[START LISTED ENTRIES]

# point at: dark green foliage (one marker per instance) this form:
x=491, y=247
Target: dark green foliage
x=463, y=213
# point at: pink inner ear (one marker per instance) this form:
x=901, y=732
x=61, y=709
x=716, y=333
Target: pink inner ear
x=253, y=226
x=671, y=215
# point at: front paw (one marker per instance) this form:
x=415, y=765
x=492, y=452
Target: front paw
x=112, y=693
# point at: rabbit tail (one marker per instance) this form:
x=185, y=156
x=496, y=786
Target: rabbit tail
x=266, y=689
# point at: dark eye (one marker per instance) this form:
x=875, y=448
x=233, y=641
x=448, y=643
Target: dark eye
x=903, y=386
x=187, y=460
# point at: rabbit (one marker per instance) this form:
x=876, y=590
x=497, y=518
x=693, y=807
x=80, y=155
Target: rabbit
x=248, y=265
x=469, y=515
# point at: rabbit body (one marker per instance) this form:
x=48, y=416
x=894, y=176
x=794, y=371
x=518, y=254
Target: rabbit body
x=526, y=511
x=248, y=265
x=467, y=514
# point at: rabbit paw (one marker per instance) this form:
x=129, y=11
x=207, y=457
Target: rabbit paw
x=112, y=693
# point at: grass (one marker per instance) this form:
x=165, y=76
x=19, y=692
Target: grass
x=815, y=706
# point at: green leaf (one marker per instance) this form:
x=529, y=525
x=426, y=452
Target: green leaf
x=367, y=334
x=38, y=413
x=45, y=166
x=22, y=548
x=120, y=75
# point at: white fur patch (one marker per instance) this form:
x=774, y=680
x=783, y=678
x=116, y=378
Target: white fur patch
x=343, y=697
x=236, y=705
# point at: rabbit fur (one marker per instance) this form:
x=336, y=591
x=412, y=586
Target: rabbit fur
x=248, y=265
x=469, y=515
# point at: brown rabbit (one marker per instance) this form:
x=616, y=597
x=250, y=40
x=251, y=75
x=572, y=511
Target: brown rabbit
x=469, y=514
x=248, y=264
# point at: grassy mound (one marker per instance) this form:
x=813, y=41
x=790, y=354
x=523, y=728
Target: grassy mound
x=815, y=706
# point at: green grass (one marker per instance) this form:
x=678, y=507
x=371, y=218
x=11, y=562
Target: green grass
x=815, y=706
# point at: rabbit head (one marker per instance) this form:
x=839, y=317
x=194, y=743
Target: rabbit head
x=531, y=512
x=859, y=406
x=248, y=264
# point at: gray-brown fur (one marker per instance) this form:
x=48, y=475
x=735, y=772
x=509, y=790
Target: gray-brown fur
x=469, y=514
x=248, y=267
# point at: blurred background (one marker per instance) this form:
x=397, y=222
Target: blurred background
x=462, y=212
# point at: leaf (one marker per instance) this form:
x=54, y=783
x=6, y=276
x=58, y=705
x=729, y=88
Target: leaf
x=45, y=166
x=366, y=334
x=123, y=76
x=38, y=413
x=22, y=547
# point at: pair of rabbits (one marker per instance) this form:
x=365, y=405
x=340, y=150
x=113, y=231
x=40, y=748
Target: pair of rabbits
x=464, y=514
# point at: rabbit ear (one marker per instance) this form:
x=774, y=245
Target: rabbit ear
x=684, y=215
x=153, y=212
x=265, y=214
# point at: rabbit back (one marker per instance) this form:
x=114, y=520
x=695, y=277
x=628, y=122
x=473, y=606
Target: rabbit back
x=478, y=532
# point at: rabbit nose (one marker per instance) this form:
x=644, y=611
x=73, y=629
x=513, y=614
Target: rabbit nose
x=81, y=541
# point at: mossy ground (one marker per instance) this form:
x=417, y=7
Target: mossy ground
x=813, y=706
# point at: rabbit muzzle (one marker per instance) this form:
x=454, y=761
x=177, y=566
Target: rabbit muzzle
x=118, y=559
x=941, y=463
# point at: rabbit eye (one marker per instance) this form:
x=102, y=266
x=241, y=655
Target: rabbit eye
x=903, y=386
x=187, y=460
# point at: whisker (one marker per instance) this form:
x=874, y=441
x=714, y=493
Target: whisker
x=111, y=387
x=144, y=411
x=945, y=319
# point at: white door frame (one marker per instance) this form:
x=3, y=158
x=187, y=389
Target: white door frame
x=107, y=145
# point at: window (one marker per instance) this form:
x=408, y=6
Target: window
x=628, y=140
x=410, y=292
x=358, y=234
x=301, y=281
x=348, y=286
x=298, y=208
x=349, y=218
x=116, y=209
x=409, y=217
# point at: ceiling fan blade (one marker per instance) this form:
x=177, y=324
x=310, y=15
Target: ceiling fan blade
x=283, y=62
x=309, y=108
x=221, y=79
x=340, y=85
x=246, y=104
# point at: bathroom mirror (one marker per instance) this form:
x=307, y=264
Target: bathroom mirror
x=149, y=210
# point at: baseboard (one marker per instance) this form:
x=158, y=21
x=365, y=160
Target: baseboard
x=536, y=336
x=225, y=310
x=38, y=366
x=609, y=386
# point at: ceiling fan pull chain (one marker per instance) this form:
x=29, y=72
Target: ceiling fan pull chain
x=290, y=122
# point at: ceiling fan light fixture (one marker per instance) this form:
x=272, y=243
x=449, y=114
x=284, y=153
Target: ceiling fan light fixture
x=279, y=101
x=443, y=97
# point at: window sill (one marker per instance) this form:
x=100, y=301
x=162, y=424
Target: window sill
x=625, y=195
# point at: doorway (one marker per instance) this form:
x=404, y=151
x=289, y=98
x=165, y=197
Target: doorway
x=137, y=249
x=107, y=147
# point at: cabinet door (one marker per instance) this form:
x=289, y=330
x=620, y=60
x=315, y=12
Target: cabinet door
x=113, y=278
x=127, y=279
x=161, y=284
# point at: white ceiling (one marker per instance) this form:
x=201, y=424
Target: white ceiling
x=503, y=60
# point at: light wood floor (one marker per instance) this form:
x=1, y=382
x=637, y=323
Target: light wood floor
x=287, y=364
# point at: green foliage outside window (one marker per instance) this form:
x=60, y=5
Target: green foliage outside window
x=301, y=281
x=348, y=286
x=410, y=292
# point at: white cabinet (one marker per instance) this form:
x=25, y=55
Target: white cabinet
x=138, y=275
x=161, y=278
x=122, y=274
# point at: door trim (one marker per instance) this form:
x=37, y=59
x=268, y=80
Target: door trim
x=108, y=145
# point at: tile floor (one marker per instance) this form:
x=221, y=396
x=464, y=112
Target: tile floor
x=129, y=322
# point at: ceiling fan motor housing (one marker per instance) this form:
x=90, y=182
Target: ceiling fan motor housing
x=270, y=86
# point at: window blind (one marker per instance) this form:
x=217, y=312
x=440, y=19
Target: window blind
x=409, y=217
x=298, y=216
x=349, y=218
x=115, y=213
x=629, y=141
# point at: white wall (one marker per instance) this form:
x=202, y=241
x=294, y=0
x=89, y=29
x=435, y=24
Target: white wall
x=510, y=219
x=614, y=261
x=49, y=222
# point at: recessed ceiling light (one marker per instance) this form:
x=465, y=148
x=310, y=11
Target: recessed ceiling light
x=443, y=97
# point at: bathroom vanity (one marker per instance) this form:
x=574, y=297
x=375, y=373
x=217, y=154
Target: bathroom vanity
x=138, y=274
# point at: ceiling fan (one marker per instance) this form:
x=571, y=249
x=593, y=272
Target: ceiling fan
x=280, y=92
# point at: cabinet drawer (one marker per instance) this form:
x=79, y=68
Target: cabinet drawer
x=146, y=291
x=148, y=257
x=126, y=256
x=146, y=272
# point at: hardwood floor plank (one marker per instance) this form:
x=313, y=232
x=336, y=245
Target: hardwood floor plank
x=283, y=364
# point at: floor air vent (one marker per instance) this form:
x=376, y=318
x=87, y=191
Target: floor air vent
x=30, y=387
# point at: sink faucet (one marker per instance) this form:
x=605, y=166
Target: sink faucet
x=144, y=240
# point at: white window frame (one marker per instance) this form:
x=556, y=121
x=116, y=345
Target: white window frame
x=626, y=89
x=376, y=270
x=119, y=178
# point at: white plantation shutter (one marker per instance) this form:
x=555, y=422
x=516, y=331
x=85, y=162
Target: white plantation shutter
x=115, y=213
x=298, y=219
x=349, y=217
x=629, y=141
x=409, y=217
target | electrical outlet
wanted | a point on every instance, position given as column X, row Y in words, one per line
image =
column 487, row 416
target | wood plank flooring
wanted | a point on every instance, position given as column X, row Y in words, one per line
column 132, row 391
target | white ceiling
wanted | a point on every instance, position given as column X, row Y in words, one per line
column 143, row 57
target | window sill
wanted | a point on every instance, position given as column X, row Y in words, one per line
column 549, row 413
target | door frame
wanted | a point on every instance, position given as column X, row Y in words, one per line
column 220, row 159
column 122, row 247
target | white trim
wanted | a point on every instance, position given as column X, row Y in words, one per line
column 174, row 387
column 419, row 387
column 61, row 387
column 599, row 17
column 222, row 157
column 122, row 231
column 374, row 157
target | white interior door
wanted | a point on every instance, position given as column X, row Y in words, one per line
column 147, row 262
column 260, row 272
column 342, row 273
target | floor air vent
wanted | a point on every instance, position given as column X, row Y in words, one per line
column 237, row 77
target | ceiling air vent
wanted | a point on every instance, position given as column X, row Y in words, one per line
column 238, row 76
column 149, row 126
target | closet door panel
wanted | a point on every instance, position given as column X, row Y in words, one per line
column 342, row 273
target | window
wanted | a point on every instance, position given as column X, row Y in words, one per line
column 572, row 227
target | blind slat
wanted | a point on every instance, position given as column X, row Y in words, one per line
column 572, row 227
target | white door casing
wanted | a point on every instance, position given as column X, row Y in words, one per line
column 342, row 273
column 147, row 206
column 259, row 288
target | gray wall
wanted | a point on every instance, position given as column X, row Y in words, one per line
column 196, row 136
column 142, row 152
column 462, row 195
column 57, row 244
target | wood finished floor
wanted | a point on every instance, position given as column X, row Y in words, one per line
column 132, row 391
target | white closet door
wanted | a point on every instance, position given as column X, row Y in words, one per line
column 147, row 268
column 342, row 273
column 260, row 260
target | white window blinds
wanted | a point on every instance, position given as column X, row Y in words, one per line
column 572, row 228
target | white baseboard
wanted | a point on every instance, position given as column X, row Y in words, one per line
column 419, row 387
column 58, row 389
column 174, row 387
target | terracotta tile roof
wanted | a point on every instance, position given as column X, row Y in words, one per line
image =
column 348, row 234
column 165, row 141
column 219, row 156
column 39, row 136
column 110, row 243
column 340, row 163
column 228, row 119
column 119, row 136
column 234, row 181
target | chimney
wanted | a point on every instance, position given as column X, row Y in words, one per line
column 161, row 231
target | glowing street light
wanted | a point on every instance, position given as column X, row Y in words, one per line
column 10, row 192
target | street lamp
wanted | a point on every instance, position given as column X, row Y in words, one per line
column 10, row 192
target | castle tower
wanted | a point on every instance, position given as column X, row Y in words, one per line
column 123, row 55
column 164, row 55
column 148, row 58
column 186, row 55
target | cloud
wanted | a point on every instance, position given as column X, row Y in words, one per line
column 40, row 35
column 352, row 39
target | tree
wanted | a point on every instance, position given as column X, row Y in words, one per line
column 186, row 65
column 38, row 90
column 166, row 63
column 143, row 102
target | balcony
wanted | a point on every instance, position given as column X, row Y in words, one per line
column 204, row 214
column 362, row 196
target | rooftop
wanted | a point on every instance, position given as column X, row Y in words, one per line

[END LISTED ENTRIES]

# DIRECTIVE:
Can you lay out the lines as a Markdown table with the columns Row and Line, starting at the very first line and stopping after the one that contains "x=463, y=213", with blank lines omitted?

# OUTPUT:
| Row | Line |
|---|---|
| 1 | # point at: dark green foliage (one marker per instance) this form: |
| 2 | x=491, y=247 |
| 3 | Target: dark green foliage |
| 4 | x=463, y=213 |